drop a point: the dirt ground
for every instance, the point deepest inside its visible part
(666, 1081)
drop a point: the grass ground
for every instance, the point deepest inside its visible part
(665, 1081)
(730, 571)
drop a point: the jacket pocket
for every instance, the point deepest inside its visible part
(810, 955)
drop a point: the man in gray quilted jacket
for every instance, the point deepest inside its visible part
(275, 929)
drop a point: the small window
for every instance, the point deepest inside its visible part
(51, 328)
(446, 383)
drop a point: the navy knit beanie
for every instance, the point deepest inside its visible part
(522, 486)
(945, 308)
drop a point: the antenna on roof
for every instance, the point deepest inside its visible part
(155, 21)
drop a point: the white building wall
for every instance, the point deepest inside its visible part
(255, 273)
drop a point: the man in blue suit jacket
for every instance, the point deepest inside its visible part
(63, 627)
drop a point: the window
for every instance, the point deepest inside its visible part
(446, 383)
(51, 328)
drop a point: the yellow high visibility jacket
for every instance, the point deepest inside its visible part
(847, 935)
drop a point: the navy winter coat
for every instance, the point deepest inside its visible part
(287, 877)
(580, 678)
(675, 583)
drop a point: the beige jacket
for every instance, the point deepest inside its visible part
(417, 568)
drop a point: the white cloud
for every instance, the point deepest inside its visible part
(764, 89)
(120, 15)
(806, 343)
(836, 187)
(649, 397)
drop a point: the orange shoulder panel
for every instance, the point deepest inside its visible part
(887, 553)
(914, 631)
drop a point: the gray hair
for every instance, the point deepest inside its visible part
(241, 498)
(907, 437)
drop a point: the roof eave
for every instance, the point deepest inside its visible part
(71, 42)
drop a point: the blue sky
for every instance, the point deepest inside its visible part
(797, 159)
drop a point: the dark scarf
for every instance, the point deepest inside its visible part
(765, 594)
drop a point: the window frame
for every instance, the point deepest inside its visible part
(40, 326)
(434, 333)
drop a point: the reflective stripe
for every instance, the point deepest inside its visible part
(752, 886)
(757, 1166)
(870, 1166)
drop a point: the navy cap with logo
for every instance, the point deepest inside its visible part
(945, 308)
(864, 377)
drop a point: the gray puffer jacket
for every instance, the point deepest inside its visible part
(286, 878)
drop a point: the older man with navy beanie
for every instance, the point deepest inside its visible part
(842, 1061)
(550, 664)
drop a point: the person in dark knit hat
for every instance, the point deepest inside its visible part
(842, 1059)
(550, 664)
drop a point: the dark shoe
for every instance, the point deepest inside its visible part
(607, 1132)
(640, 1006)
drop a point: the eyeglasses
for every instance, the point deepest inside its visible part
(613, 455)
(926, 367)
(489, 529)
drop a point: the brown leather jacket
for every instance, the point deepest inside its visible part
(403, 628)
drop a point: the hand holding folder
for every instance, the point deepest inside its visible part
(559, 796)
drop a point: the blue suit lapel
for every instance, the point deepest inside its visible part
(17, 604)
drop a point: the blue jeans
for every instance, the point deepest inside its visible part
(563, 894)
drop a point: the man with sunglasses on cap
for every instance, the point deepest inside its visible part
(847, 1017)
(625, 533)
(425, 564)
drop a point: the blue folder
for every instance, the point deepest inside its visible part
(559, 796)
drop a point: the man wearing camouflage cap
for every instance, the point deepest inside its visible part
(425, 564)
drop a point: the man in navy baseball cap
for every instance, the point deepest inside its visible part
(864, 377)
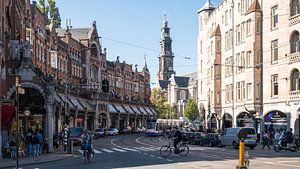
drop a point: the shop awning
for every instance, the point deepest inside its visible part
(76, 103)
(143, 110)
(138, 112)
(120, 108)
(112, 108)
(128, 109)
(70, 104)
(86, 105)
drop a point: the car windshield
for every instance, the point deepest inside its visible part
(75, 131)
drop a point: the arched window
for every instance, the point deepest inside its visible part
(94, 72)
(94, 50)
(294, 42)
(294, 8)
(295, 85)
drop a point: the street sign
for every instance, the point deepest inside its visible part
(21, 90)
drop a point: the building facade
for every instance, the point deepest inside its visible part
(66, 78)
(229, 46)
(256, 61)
.....
- [Goal]: Copy every entry above word for word, leaving out the pictures.

- [Exercise output]:
drop a point: the dirt ground
for every instance, the point deepest inside its visible part
(666, 1081)
drop a point: the grass ground
for every instance, the point deepest inside its visible part
(665, 1081)
(730, 571)
drop a point: the jacket pocket
for every instance, the point deepest inside its visible part
(810, 955)
drop a point: the man in gray quilted jacket
for every instance, the point deepest inside its visible part
(275, 929)
drop a point: the small window
for every instance, the point deepest inside its visible part
(51, 328)
(446, 383)
drop a point: the navy knit beanie
for every instance, the point deepest inside its visible part
(522, 486)
(945, 308)
drop a point: the antenna on roof
for every instance, the point deepest inside its visible part
(155, 21)
drop a point: the white building wall
for every instance, the point deepest inside its visible part
(255, 273)
drop a point: the man in blue suit jacket
for every instance, the point deepest inside its visible part
(63, 627)
drop a point: the window
for every instance, the point deepest inside its visible part
(446, 383)
(51, 328)
drop a point: the yellow high visibility jacket
for every instance, the point deepest inside its visible part
(847, 935)
drop a point: the navy winter coat
for every instance, the point deepest inside its visible part
(287, 877)
(580, 678)
(675, 583)
drop a point: the beige jacket
for every instance, the point deepest inside its visible part
(417, 568)
drop a point: the white cloud
for every instance, the point deepest inside its visible part
(764, 89)
(120, 15)
(806, 343)
(836, 187)
(649, 397)
drop a point: the orange shoulder panel
for every instance, the point deepest inside its visible part
(887, 553)
(914, 631)
drop a point: the gray hair
for every instance, the point deepest inside its visible part
(241, 498)
(907, 437)
drop a point: the roof eave
for every instance, the point deepest inside its visible part
(71, 42)
drop a point: the blue sky
for every instance, the point deepest inside its visible part
(797, 159)
drop a point: the dark scarf
for every instance, the point deepest inside its visible part
(765, 594)
drop a point: the window frame
for every instance, the point deepest inside its visible part
(40, 326)
(434, 333)
drop a point: the reflective stripe
for every instance, the point deepest inside its visible part
(752, 886)
(757, 1166)
(870, 1166)
drop a point: the navy cap with logo
for every instance, the point deepest inside its visible part
(945, 308)
(864, 377)
drop a point: the gray puffer jacket
for every instance, the point deepest inside its visible part
(286, 878)
drop a point: the older man with navy beanie
for every instance, the point deepest inside its visible part
(842, 1061)
(550, 664)
drop a point: the person in dark knit hat
for every instance, the point deepest inside its visible part
(842, 1059)
(550, 664)
drop a point: the dark shoe
for every instance, the point deepest inside its visible part
(607, 1132)
(640, 1006)
drop a point: the eyeglasses
for every instance, the point deepest inside its visible part
(613, 455)
(926, 367)
(489, 529)
drop a point: the brown leather jacket
for every instance, the point deepest inside its visible part
(403, 628)
drop a point: the hand holding folder
for every instance, the point deepest inside its visible part
(559, 796)
drop a point: the blue suit lapel
for every instance, the point deepest inside its visible part
(17, 604)
drop a point: the blue jeans
for every instance, the point deepest inside its visible part
(563, 894)
drop a point: the man with sunglasses on cap
for every instance, the point deepest inside its visible part
(847, 1017)
(625, 533)
(425, 564)
drop a point: the blue folder
for every instance, the point deepest inside its visible part
(559, 796)
drop a point: the man wearing camouflage cap
for every instance, the point deepest inside its visible part
(425, 564)
drop a point: the man in navy baseball cap
for every instance, the point deepest inside its visible part
(864, 377)
drop a point: the shop awning
for every instance, the point deepest inside its visible part
(76, 103)
(143, 110)
(138, 112)
(120, 108)
(112, 108)
(128, 109)
(70, 104)
(86, 105)
drop a point: the car windshield
for every instance, the point deepest inside its visible part
(75, 131)
drop a point: the arched window
for every instance, the point deepest inside its visible part
(94, 72)
(94, 50)
(294, 42)
(294, 8)
(295, 85)
drop a point: the street sign
for every instance, the point deepest inside its visible part
(21, 90)
drop a point: the building facade
for every instance, the point deepest inside its visible part
(66, 78)
(229, 46)
(256, 61)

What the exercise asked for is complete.